And although women may feel empowered but their wages are low in comparison to their male counterpart. Just a small number of women work in stores, factories, companies, rest work in the informal sector which is very important for women. There is an estimate that around 90 percent of working women are involved in informal sector. These jobs are unskilled and low paid but still they feel empowered.
Globalisation offers women abundant opportunities but new and unique challenges as well. Organisations have been founded and created to protect the rights of women all over the world. With the rise of NGOs in the 21st century, the role of women in the globalisation process in Pakistan has changed.
Gender inequality arises from many causes and is of different kinds. It is particularly difficult to determine which types of inequality are being eradicated by impacts of globalisation and which are intensified. Gender inequality has more costs in an incorporated world. Women have to work much harder to get equal status in the society. And it appears globalisation seems to have a negative impact on women.
In several cases women are playing a dual role, they are not just caretakers but also a bread winner and economic contributor for their families - but society does not want to accept this truth. In Pakistani culture, most people think that if a woman chooses to be a working woman, it will badly affect their family and children. But it’s not true in all cases. In reality, globalisation is giving a free rein to competition between women and men.
Women play a dual role as they move to work places but their household duties have not been reduced. They are not paid for household tasks. Even though some women like the freedom brought on by delays in marriage, this independence lead to a huge problem of not finding a husband in an older age as compared to early ages.
Professionally, women suffer too. Long working hours as bread winners along with attending household tasks like cooking, baby care which become obstacles in their performance and in the way of success. Women further suffer as they receive lower wages as compared to men. Due to sexual harassment at work place, many women resist to work.
Surely, globalisation has paved many paths for women to progress and endorsed equality between the genders but it has created negative effects for women specifically. Gender differences in endowments, access to productive inputs and agency have muted positive impacts and added to inequalities between men and women and within women too.
The urban-rural divide further fragments role of women in professional areas. For example, due to low literacy rate and less awareness women in rural areas are more exploited as compared to women in urban areas.
Low literacy rate has limited women’s access to new employment opportunities. In agricultural field, higher educational rate have a positive impact on productivity, it improves farmer’s ability to adopt new techniques for improving production. But because of low literacy rate, female agrarians experience more limitations in gaining access to international markets as compared to males. If no family member supports them or take on their burden, it can prevent women from seizing new opportunities in the commercial sector.
Women deprived of property rights and their inadequate access to productive involvements also limits any benefits from trade opportunity. Gender norms for freedom of movement and women role in trade and industrial sphere can have an excessive emotional impact on women’s access to technology. At home, men mostly regulate television remotes, radios, and mobile phones. At work, men think that women cannot learn to operate electronic equipment. Gender inequalities increases because women are paid less and in some cases they have to give all her earnings to their family.
In agricultural fields, the gender impact on trade fluctuates according to the variety of agriculture and region. For example in Asia and Latin America, women practically do not have any rights in the agricultural infrastructure. The farmer’s chance to move in the export sector leads to conflicts in case of gender because the profits are constantly biased against women.
Export opportunities are not open for women all over the world. In some countries, women can move into the international market like men, but it is observed that in some countries women adjust slower than men to the export opportunities.
Women have not only found their space in work places but also need it in governance. The voice of women is increasingly heard in parliament and courts. Women in the west fought for over a century to get particular basic rights, like the right to vote, but the constitution of Pakistan gave women equal rights with men from the start. Unluckily, women in this country are mostly not aware of their rights because of low literacy rate and the oppressive traditions. Media has also played an incredible role in advancement of women’s standard of living.

Records from a point-labeling set
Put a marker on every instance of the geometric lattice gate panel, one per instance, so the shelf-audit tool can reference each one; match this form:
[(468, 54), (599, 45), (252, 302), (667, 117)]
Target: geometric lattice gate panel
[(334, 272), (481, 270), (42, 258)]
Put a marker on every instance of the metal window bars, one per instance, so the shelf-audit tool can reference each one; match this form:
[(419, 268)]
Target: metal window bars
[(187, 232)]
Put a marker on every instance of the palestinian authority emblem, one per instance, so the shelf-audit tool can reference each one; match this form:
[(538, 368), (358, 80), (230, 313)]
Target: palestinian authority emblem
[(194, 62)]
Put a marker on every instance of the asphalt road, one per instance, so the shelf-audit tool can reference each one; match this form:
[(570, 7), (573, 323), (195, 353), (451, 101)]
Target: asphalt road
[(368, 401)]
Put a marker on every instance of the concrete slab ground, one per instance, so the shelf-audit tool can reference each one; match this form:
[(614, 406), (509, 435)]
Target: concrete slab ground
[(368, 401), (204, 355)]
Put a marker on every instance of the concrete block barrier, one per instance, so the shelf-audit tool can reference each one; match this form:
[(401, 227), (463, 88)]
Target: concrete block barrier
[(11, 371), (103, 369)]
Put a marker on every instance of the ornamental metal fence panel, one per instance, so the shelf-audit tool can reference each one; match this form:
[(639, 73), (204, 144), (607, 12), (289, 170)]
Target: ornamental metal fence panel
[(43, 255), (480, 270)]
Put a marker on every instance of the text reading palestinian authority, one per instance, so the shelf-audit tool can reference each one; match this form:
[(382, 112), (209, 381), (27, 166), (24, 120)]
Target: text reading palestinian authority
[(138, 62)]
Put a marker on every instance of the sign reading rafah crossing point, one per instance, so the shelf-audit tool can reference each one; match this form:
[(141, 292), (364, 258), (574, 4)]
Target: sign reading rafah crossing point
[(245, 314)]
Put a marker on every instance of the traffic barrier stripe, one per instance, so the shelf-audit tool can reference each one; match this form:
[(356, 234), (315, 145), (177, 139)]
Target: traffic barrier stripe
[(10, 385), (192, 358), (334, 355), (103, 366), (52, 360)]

REQUIRED WORK
Answer these questions from the text on women and globalization:
(a) About what share of working women are estimated to work in the informal sector?
(b) Which devices does the text say men mostly control at home?
(c) According to the text, what did the constitution of Pakistan give women from the start?
The records are separate material with no connection to the text.

FINAL RESULT
(a) Around 90 percent.
(b) Television remotes, radios, and mobile phones.
(c) Equal rights with men.